Fragmento propuesto
<<<<

La primera persona que leyó esa historia, varios años después de haberla terminado, fue un compañero de la oficina. Este hombre había vivido las últimas décadas en Nueva York y le sorprendió encontrar en mi trabajo rastros de American Psycho (el protagonismo de las marcas y los sitios de moda, por ejemplo), la novela de Bret Easton Ellis que había sido publicada apenas un par de años atrás y que yo desconocía. En ese momento para mí no era claro que ese texto que yo le había entregado a mi amigo podía llamarse novela. No supe si sus elogios fueron sinceros, pues suelo recelar de la sinceridad de los aplausos recordando el mantra del fatalismo que viene de Laocoonte: “Desconfía de los griegos cuando traen regalos”. Sin embargo, sus palabras me motivaron para entregarle el texto a un segundo amigo, un cuentista cubano que dictaba un taller de escritura en ese entonces en Bogotá; y luego a un amigo vallenato que para entonces estudiaba Literatura en la Javeriana y finalmente a una de mis amigas más cercanas, cuya familia había crecido, como yo, en Valledupar. Los consejos de estas cuatro personas fueron claves para terminar de apuntalar mi trabajo, pero, más aún, para llenarme de fe en lo que hacía.

>>>>

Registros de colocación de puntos
<<<<

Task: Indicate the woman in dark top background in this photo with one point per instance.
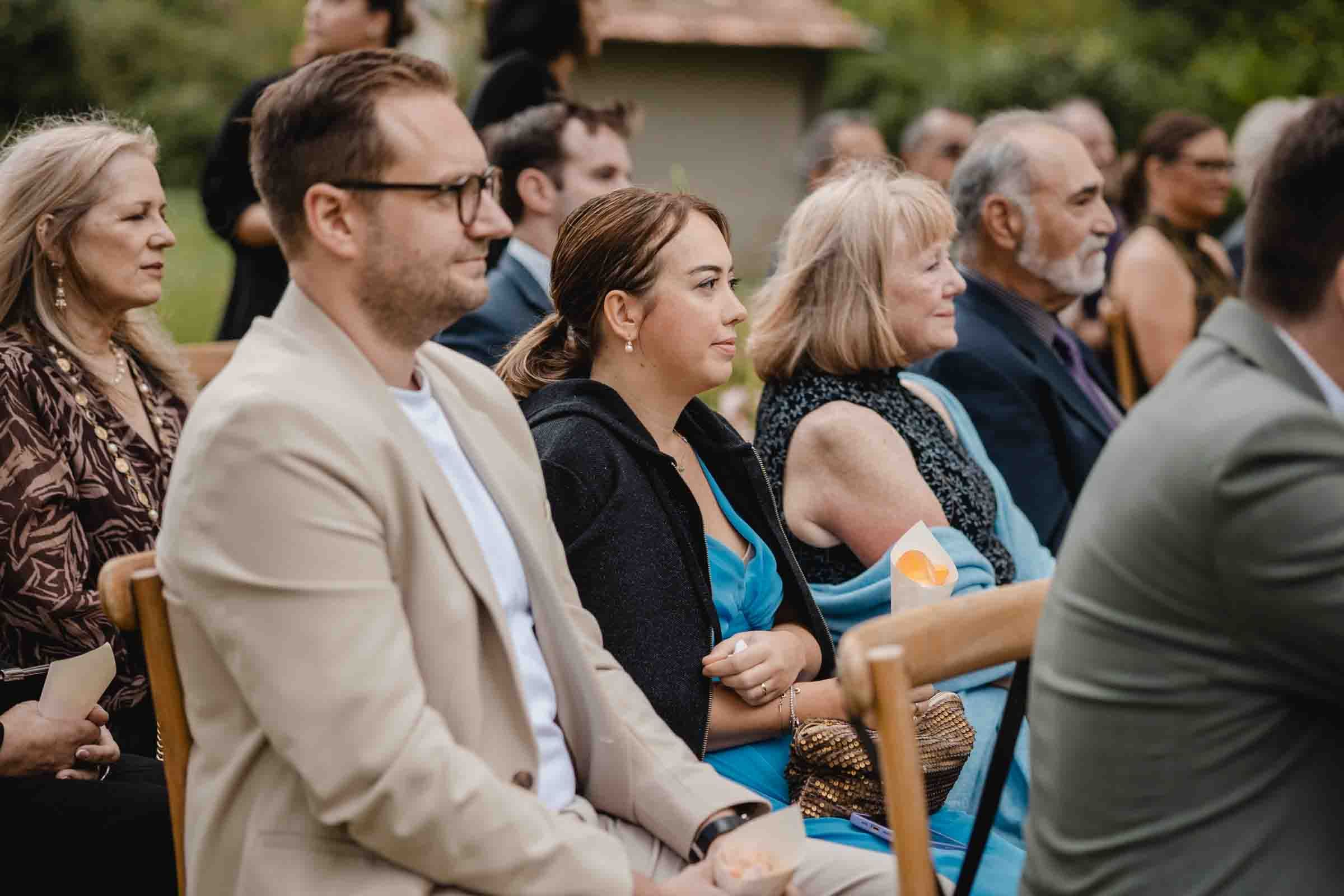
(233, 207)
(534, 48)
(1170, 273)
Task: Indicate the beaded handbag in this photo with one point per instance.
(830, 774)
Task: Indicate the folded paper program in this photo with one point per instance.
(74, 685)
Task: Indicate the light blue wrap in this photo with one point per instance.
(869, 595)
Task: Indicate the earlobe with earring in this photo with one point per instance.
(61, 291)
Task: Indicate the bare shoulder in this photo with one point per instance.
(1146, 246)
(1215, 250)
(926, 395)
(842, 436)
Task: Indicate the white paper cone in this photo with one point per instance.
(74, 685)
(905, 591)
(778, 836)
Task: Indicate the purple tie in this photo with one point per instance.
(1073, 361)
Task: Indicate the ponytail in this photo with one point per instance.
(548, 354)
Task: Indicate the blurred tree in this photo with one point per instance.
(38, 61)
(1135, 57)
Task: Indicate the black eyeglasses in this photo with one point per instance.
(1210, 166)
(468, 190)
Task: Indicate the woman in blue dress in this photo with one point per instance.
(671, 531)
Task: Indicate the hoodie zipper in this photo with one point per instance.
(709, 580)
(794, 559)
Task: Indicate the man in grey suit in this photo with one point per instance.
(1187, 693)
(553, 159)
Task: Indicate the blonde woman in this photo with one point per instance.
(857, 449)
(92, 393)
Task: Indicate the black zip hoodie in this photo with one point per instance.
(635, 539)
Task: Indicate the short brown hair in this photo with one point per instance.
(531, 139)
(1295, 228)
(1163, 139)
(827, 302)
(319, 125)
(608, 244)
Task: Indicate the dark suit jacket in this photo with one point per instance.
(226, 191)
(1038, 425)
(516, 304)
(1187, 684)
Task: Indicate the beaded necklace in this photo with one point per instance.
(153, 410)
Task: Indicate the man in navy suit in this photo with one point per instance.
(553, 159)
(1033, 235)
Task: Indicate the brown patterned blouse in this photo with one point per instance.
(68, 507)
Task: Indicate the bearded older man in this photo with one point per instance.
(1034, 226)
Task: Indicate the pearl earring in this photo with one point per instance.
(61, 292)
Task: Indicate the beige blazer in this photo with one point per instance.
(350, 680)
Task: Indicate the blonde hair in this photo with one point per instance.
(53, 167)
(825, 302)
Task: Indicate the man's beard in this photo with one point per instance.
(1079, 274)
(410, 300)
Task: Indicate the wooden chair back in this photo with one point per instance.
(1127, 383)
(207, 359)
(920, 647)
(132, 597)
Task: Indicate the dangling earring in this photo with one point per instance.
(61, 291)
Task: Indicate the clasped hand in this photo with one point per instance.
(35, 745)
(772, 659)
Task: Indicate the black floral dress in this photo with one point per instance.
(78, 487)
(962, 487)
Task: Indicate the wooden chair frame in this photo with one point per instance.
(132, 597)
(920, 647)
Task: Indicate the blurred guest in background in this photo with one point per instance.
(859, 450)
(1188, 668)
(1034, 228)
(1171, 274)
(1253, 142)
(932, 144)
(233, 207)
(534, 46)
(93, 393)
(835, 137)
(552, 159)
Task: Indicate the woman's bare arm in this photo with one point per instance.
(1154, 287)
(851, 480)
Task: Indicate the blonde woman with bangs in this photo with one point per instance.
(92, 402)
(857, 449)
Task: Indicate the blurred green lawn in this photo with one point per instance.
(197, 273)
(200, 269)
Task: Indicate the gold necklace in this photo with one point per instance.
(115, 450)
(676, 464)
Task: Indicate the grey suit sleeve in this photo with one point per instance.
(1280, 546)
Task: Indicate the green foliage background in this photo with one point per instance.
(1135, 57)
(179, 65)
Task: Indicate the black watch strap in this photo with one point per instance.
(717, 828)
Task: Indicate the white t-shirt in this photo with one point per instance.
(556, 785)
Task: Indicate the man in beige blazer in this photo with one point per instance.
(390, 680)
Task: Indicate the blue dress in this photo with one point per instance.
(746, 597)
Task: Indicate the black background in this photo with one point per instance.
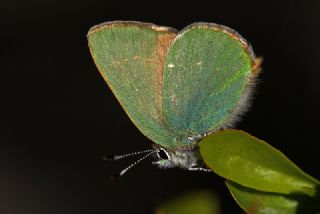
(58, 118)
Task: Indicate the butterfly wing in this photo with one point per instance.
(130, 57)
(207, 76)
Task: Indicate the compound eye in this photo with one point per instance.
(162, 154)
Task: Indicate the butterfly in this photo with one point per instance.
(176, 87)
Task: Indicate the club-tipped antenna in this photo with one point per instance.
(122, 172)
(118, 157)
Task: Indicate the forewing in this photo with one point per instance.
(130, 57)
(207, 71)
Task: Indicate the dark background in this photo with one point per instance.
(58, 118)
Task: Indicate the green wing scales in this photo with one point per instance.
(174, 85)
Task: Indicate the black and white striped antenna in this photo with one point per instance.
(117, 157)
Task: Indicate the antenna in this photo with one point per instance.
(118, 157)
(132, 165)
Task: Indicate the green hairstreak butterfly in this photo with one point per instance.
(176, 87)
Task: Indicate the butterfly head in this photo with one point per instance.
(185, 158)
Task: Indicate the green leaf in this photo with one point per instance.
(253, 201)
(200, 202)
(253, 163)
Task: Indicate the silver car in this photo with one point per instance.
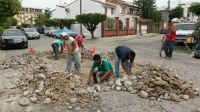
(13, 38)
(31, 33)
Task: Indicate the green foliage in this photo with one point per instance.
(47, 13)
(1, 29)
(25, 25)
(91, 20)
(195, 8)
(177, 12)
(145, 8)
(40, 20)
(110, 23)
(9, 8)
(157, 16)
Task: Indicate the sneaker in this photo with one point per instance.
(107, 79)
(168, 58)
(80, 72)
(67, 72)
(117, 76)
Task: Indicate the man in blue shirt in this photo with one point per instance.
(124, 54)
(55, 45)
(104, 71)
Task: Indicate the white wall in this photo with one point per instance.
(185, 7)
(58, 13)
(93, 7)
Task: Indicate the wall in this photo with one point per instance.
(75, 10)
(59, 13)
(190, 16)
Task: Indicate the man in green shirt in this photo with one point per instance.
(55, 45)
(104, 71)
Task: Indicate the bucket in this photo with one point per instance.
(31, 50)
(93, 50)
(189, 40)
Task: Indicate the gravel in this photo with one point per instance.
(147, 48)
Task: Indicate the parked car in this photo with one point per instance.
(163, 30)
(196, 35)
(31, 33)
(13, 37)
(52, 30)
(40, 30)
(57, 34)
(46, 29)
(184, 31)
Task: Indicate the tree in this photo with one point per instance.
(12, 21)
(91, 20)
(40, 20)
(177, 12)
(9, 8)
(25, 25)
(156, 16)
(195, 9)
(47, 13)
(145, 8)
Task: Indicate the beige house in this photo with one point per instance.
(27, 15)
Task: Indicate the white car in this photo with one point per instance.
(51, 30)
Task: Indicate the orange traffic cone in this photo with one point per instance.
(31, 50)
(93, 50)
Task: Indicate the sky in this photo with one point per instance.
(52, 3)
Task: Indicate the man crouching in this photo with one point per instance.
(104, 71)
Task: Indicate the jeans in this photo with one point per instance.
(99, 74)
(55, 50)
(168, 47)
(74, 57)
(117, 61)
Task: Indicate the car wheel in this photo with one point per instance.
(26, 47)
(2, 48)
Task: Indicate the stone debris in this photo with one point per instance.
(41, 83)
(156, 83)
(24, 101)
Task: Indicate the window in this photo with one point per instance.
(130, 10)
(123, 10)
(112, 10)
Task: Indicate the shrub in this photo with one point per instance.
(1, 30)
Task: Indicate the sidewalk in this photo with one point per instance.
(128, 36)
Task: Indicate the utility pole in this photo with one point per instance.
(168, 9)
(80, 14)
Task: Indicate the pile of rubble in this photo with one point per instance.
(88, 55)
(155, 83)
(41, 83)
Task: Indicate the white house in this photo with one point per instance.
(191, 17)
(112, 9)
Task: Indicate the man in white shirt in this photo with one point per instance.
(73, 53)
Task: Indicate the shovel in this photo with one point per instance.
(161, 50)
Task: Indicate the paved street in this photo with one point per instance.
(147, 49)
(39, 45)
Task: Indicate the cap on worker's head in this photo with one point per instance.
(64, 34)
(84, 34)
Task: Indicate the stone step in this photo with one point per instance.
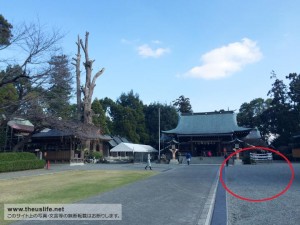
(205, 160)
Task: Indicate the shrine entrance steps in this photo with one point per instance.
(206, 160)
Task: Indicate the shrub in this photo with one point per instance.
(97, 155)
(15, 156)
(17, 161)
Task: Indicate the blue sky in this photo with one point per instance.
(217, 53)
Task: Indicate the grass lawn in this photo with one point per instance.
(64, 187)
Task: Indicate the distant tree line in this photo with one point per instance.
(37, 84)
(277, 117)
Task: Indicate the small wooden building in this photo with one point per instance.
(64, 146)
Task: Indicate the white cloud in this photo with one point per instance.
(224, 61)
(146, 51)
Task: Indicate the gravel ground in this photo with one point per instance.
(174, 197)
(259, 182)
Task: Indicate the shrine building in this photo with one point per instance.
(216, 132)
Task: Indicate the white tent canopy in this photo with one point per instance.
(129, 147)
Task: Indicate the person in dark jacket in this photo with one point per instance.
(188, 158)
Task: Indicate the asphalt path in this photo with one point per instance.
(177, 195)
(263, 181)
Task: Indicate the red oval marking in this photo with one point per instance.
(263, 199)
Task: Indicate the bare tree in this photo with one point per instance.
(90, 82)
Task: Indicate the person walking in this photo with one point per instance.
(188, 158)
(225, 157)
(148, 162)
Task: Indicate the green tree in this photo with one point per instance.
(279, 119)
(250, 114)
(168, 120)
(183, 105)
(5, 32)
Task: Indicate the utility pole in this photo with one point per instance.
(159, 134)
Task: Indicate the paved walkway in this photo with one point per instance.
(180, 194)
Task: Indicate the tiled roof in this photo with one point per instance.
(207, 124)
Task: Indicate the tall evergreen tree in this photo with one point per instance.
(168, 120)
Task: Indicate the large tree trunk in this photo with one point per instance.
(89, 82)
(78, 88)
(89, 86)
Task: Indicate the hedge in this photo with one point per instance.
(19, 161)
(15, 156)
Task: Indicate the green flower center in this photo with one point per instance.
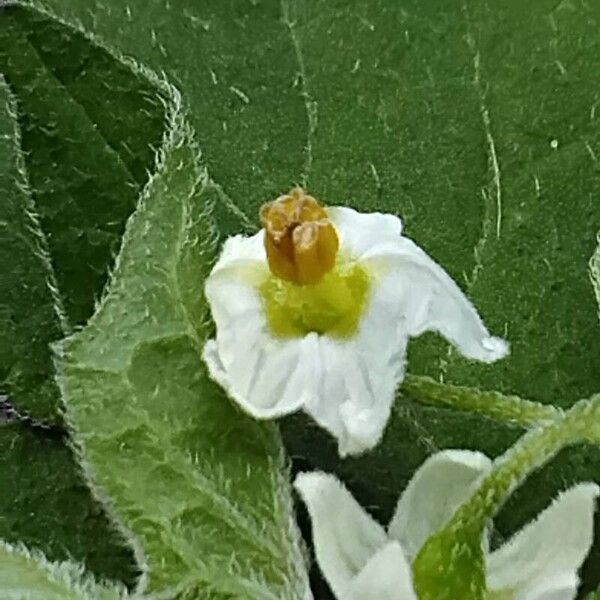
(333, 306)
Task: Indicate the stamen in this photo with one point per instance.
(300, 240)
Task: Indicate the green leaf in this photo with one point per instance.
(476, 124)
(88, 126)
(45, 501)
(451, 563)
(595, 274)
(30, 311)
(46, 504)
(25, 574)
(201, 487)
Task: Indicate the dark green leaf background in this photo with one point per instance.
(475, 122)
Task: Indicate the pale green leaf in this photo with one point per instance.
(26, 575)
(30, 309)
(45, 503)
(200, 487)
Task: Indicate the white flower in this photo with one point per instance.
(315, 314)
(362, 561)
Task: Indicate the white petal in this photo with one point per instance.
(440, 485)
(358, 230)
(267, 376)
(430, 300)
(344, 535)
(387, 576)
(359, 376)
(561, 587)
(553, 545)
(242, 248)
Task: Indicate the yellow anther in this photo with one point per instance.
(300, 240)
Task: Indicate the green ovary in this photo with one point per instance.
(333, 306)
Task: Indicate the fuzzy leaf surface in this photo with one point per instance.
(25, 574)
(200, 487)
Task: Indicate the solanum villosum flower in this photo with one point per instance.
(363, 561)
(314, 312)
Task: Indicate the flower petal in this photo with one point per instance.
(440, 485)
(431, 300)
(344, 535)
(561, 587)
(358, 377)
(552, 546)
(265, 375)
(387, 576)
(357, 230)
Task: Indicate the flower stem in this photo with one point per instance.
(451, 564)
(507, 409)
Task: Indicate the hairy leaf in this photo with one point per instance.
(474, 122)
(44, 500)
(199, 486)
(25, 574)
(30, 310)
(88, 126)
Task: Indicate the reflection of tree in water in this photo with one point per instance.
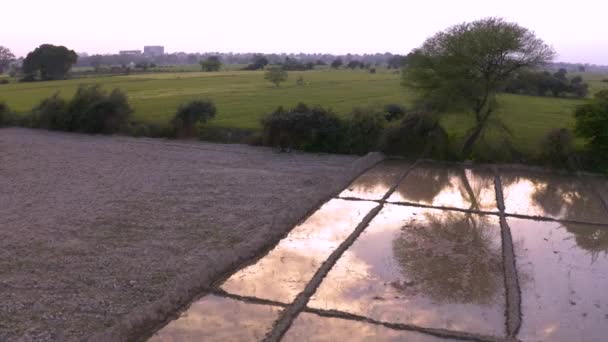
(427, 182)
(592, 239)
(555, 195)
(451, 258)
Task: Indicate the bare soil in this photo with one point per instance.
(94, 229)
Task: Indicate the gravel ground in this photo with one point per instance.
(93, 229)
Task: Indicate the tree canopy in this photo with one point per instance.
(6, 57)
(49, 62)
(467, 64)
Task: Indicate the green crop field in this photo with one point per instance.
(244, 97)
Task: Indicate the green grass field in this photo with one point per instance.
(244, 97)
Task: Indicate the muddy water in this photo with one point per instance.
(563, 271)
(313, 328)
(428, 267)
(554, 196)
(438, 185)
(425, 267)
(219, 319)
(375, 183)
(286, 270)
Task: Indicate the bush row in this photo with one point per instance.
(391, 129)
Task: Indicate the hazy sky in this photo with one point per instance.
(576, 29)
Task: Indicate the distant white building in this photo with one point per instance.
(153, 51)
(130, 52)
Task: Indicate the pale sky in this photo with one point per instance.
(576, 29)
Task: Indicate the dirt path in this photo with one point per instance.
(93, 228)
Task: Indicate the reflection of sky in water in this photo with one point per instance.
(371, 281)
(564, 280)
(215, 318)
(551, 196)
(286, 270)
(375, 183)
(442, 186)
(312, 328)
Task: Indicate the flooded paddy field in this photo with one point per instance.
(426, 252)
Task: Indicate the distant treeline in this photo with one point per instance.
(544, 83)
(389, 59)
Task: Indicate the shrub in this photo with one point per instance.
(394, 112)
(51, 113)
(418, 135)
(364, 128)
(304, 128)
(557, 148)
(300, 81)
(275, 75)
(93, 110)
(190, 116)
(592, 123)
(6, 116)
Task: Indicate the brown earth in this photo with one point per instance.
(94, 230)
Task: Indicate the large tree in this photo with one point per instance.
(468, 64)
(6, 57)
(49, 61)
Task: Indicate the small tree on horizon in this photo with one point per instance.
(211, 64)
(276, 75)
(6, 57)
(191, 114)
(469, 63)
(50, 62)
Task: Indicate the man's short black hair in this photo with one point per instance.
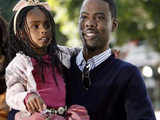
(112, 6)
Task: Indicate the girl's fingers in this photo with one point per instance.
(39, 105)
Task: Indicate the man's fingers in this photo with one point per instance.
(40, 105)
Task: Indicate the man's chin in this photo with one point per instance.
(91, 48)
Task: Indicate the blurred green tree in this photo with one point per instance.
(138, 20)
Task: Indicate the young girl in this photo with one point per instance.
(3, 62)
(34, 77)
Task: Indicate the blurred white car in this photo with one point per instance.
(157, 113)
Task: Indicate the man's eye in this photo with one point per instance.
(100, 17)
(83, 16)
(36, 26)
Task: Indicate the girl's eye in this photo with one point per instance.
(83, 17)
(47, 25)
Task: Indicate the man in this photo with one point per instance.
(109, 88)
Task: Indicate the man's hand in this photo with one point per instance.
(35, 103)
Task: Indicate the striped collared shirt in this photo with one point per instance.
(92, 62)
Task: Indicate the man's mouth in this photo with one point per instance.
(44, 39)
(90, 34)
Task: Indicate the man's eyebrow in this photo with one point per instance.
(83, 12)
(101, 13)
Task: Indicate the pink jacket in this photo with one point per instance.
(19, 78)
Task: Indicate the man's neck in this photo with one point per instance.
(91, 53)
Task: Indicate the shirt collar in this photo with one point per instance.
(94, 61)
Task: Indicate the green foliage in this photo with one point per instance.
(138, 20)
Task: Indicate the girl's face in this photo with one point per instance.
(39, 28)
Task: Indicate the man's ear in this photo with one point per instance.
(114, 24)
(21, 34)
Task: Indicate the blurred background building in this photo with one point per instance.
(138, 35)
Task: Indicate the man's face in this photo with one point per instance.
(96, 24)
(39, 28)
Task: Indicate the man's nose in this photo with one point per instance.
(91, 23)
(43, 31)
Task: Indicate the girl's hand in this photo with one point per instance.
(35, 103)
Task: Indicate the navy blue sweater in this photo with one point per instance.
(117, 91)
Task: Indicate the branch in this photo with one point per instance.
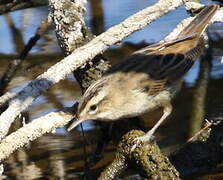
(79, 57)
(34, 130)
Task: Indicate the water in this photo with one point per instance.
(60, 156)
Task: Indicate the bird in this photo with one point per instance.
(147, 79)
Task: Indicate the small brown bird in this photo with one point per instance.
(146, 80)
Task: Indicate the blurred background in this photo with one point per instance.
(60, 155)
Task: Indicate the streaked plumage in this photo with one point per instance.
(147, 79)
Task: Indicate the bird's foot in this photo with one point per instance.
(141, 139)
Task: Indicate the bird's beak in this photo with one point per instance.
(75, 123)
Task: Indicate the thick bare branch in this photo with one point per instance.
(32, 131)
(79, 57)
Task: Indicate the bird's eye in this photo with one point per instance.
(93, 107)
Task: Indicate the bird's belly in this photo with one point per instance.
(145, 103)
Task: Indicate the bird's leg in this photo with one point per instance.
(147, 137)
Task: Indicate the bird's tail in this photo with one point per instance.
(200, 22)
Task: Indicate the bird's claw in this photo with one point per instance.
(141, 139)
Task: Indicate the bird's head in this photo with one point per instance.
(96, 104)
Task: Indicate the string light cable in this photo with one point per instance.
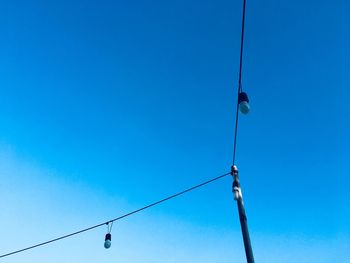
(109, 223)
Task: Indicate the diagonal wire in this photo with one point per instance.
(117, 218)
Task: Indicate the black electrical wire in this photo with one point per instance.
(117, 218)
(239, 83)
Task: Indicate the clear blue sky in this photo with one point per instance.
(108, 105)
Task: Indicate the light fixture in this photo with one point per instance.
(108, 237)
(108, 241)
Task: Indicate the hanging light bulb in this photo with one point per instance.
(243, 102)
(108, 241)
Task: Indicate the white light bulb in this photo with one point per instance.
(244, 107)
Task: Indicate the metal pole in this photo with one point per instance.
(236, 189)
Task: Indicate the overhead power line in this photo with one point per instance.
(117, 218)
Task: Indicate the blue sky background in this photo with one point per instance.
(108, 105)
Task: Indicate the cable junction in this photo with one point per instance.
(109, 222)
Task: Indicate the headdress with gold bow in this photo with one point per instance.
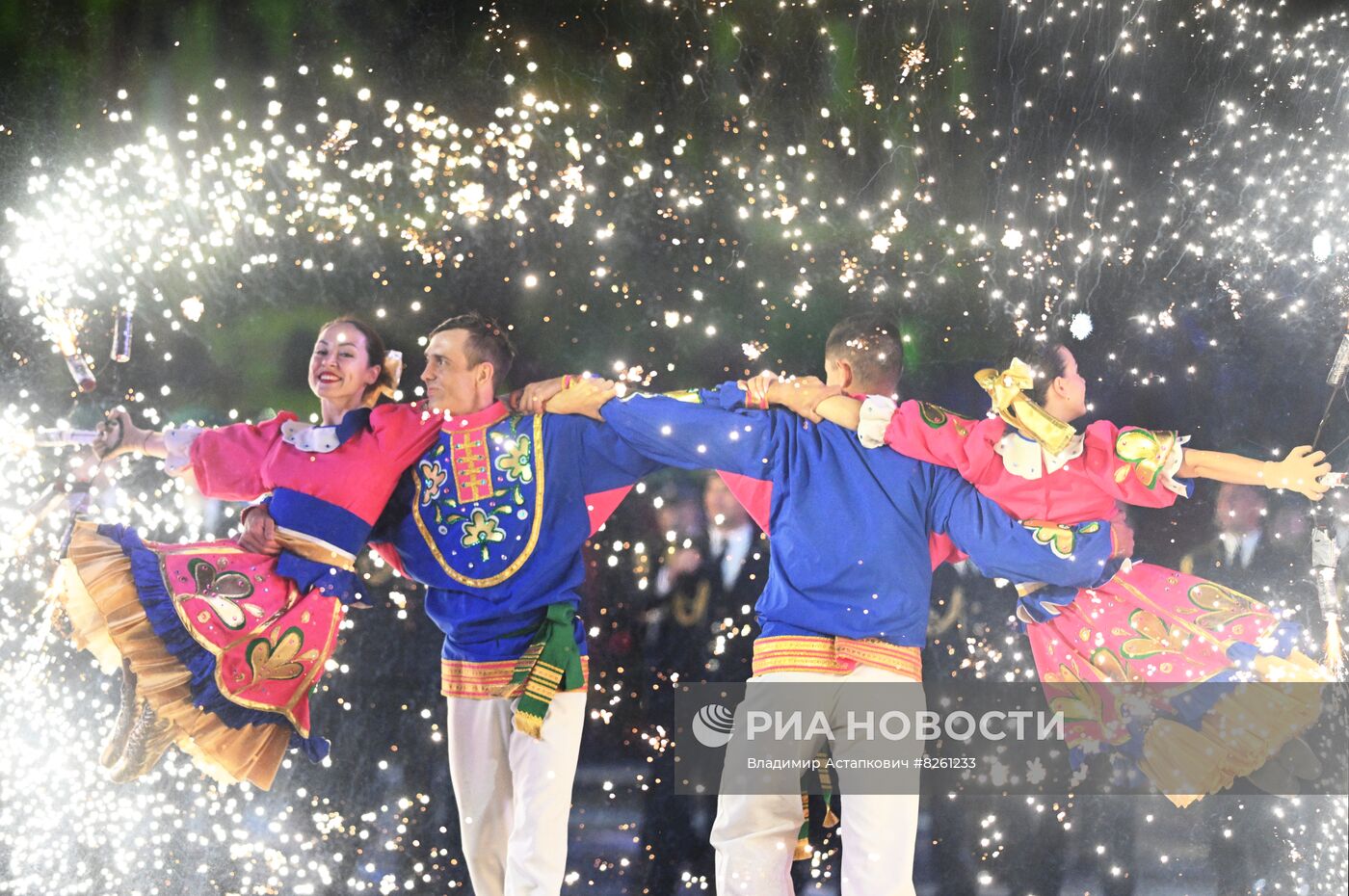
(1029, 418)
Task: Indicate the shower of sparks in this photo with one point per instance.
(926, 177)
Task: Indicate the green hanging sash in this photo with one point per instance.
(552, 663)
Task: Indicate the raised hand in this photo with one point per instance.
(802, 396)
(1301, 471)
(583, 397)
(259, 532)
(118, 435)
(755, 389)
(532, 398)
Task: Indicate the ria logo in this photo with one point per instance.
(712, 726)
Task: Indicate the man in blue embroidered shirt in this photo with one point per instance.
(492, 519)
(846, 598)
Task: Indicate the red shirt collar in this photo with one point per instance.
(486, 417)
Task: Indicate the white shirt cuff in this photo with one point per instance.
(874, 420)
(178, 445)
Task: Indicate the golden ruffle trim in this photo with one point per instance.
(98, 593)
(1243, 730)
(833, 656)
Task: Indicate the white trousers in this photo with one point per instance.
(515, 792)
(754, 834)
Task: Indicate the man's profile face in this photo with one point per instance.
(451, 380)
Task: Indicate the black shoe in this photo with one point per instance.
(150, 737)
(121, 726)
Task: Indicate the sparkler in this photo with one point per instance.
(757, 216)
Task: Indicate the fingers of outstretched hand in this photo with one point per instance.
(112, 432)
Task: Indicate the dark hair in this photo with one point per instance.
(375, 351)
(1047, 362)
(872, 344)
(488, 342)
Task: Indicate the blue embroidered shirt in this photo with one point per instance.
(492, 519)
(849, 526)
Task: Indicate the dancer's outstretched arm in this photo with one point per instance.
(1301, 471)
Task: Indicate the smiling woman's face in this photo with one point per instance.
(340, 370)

>>>>

Problemas y tareas
1. ¿Cómo se traduce al inglés esta oración del fragmento sobre los primeros lectores de la novela: «Los consejos de estas cuatro personas fueron claves para terminar de apuntalar mi trabajo, pero, más aún, para llenarme de fe en lo que hacía.»?
2. ¿Qué líneas del listado contienen la palabra "shrine"? Repórtalas copiando cada una completa.

Respuestas esperadas
1. The advice of these four people was key to finishing shoring up my work, but, even more, to filling me with faith in what I was doing.

2.
Task: Indicate the shrine entrance steps in this photo with one point per instance.
Task: Indicate the shrine building in this photo with one point per instance.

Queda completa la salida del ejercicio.